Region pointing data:

• • •

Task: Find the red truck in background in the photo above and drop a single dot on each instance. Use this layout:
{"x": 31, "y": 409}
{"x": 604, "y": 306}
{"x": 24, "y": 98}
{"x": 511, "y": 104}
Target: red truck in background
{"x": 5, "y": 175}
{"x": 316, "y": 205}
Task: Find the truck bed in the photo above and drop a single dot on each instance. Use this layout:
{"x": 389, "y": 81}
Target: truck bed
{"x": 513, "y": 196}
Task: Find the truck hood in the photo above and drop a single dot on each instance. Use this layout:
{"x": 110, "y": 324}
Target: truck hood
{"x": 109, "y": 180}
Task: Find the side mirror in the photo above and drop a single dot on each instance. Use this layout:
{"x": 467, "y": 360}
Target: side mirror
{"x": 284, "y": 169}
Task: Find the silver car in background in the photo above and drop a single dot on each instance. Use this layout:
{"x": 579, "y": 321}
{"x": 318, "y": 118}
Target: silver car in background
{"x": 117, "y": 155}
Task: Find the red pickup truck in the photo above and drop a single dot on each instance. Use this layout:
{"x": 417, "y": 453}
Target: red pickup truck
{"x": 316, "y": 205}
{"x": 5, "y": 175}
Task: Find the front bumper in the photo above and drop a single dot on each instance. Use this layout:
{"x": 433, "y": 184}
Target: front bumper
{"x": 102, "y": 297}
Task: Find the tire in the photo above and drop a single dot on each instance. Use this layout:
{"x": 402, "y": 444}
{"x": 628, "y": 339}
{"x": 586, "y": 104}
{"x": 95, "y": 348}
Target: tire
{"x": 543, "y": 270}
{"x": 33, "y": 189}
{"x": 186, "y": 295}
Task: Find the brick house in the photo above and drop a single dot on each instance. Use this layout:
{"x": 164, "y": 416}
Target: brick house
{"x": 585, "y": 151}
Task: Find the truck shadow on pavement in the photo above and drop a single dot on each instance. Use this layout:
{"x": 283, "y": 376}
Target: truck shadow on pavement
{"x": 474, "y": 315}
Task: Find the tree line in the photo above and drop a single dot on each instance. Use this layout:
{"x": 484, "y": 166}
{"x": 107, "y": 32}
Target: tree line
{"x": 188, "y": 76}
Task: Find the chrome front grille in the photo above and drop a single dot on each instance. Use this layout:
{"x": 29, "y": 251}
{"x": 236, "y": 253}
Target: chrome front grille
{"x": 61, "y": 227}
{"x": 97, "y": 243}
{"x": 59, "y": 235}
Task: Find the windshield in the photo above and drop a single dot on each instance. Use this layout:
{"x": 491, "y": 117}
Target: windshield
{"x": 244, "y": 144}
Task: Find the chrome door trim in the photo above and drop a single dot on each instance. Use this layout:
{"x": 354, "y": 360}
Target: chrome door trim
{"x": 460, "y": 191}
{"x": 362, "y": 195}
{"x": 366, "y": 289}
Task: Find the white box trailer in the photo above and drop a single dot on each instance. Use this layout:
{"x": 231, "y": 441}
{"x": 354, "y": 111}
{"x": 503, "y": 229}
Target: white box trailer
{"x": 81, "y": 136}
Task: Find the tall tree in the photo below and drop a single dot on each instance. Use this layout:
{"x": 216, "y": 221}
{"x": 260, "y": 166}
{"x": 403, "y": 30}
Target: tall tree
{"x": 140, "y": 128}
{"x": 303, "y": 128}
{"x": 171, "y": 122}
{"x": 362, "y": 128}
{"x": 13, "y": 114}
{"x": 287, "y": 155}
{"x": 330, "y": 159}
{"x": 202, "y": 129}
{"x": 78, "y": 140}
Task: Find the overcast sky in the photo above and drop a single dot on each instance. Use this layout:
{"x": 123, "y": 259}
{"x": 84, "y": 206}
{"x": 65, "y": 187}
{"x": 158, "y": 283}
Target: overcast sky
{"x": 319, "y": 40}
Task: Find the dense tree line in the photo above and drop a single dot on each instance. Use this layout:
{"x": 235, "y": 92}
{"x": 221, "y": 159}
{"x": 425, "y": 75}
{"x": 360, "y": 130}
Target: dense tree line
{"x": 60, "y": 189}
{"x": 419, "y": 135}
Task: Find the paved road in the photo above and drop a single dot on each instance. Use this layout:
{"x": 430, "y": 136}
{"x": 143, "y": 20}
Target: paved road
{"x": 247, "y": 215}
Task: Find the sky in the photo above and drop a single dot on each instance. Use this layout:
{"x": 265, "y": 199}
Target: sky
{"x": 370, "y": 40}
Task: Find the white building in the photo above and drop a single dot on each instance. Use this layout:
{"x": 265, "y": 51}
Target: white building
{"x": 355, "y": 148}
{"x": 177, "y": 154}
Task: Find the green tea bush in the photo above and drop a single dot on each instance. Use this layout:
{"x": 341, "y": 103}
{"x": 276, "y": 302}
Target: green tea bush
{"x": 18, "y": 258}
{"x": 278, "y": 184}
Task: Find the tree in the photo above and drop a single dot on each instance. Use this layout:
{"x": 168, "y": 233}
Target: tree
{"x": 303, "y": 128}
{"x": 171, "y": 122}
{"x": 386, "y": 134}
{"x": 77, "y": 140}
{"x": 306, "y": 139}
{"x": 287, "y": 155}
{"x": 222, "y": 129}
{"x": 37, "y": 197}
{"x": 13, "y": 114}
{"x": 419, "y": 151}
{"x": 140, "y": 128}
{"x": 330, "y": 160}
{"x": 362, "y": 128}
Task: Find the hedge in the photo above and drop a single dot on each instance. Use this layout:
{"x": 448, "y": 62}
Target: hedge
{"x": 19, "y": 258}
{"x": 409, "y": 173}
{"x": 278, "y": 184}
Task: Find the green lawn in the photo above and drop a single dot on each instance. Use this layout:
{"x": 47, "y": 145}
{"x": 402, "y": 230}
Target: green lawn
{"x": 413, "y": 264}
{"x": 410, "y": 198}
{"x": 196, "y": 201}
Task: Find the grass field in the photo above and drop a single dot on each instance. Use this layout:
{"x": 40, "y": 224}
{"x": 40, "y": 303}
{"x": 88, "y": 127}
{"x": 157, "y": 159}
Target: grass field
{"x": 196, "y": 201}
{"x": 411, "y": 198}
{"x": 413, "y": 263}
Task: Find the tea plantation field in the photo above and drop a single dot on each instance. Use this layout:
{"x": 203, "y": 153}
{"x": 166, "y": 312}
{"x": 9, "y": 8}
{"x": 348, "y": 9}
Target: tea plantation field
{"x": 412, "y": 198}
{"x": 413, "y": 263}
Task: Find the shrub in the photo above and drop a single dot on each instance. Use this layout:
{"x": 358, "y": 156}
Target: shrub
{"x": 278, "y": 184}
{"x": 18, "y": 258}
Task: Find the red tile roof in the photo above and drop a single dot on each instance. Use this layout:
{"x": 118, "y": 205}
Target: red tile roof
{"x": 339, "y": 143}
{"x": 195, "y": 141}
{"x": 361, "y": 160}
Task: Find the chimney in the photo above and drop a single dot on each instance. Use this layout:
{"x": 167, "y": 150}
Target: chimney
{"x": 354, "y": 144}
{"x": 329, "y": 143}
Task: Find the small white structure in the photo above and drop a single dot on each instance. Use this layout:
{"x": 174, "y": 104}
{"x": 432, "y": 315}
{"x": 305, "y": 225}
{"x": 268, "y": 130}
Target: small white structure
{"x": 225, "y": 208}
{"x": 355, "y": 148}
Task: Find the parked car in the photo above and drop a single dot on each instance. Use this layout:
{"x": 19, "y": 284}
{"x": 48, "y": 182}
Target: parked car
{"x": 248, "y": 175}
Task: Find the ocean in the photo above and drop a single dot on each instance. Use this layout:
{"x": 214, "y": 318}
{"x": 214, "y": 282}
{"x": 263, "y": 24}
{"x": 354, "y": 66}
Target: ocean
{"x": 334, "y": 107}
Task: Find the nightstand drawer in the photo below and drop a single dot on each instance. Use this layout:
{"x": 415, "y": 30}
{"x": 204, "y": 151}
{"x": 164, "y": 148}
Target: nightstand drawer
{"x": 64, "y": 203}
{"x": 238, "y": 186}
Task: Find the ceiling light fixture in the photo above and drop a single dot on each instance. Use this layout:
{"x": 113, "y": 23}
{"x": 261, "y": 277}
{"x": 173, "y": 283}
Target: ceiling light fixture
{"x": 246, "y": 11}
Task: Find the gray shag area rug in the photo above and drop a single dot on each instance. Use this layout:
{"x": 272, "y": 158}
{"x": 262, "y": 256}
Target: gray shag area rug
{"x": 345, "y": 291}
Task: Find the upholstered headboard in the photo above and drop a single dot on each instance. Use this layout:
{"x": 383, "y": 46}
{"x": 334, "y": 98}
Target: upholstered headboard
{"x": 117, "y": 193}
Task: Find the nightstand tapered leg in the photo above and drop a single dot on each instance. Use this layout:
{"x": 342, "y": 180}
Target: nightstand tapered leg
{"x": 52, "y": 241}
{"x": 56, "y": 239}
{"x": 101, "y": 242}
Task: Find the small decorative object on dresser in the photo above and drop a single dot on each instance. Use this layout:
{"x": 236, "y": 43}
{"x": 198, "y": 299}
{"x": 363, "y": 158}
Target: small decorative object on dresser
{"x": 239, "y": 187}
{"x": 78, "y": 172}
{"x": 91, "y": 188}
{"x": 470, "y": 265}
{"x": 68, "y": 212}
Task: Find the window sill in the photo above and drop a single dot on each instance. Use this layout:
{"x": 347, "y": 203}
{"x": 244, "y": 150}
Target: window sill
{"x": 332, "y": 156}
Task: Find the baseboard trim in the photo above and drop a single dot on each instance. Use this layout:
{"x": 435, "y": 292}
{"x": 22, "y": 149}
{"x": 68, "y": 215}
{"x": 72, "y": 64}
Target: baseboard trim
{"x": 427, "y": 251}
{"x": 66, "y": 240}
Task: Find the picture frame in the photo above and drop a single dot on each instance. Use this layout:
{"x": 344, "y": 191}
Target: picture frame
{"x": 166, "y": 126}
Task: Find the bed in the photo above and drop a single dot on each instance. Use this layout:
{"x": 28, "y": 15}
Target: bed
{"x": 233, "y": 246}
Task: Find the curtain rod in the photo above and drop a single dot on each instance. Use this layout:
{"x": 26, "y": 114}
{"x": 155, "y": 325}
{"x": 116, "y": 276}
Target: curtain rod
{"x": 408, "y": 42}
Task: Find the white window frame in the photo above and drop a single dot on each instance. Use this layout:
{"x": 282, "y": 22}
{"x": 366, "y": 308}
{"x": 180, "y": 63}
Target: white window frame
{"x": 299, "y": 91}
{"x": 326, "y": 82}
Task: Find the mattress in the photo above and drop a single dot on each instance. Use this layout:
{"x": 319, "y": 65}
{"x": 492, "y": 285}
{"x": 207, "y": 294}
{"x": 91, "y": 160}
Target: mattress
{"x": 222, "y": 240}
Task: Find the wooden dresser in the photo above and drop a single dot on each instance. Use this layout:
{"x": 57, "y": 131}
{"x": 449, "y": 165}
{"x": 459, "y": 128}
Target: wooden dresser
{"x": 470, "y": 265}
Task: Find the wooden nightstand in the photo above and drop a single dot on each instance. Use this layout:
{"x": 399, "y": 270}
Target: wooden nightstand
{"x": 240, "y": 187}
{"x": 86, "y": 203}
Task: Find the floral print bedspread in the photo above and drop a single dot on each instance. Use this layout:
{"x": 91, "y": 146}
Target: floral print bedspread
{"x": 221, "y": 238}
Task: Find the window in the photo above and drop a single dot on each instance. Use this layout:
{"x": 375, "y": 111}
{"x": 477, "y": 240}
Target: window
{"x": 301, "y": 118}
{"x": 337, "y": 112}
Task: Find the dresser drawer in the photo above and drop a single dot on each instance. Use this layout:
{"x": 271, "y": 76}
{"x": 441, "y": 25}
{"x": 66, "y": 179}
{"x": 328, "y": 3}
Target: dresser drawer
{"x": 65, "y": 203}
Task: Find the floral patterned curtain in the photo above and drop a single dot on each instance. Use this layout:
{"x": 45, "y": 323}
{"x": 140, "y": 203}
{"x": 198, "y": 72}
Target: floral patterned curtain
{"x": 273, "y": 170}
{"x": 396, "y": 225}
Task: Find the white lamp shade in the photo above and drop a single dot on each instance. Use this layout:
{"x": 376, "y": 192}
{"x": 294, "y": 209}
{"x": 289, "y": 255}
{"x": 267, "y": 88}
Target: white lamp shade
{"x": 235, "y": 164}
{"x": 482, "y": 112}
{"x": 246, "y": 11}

• • •

### Instructions to follow
Copy out all the lines of the records that include "below".

### Completed task
Task: Find the tall tree in the photo below and drop a single dot on each instance. Use this layout:
Task: Find the nightstand drawer in the photo below and drop a single dot on each instance. Use this layout:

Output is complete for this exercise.